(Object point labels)
◆ ◆ ◆ ◆ ◆
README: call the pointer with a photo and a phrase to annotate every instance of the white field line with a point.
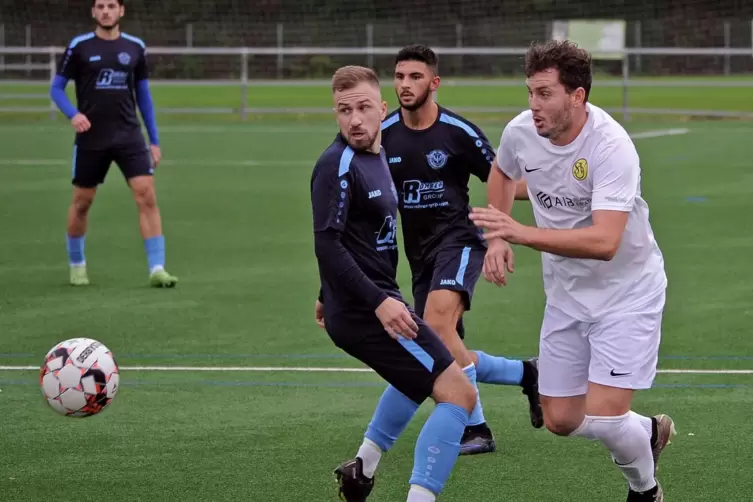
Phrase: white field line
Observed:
(659, 134)
(315, 369)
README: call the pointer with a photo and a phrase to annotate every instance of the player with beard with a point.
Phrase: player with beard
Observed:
(432, 153)
(603, 270)
(111, 75)
(354, 206)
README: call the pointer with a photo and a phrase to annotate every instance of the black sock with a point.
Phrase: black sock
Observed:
(529, 377)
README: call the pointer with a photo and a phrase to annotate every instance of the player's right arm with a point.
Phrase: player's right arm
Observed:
(67, 70)
(501, 191)
(331, 195)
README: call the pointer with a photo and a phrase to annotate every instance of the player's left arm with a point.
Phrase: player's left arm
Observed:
(145, 101)
(615, 184)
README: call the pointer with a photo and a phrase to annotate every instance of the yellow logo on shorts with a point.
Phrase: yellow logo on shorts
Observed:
(580, 169)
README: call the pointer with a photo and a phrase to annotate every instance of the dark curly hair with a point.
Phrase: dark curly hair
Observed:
(572, 63)
(418, 52)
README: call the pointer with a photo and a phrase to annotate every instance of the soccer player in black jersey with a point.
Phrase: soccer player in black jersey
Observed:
(432, 152)
(354, 205)
(110, 72)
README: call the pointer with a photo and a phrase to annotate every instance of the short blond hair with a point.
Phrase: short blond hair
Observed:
(350, 76)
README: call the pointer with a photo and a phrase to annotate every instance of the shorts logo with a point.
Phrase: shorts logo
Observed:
(437, 159)
(580, 169)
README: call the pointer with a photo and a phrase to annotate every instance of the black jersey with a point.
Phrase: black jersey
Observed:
(354, 204)
(105, 73)
(431, 169)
◆ ◆ ◆ ◆ ◆
# What to work on
Revise the data above so that every "Observed" becomes "Points", keeping everything else the same. Omit the picture placeholder from your version.

# Full output
README: call the pointer with a photo and a phrase to annotate every instance of the white field line with a point.
Phrase: white field line
Points:
(659, 134)
(315, 369)
README: call the pointer with a photo and a phrase to annotate every instance of the player with beard with a point.
Phrase: player with beard
Points:
(432, 153)
(603, 270)
(111, 75)
(354, 206)
README: call the pointer with a photo and a phrase to annotate every instance of the black sock with a point.
Phrase: black sock
Points:
(529, 377)
README: call the pointer with a photo and a phrase to annotate every instance of the player's right arm with a point.
Phrase: player's right arm
Points:
(67, 70)
(501, 191)
(331, 195)
README: call the pointer with a photo and a phrase to annotate every instance of the player's left arm with a point.
Phrase: player's left arm
Points:
(145, 101)
(615, 184)
README: call the pointer with a photo and a phrase to annotate every instance of the yellow logo on shorts with a point.
Phrase: yellow logo on shorts
Points:
(580, 169)
README: call the pointer with a photo and a phrase to annotate every instance of the dark curly hair with a point.
Phrase: dark curly hair
Points:
(572, 63)
(418, 52)
README: call the pointer with a photo and a phrase to annotate every instance of the soccer player in black jersey with a point.
Phrase: soccer player in black jersey
Points:
(432, 152)
(354, 205)
(110, 72)
README: call the pointer with a photo and a phrase to annotate every instance of the short blond hair with a point.
Phrase: short blond hair
Points:
(350, 76)
README: call the pointer with a photo and a phrase to annotate every instance of the shorts logo with a point.
Phrase: shorts logo
Points:
(437, 159)
(580, 169)
README: call the pointer with a photo and a phrase to annotate every instance of the black jersey with a point.
Phrase: black jersey
Points:
(354, 204)
(105, 73)
(431, 169)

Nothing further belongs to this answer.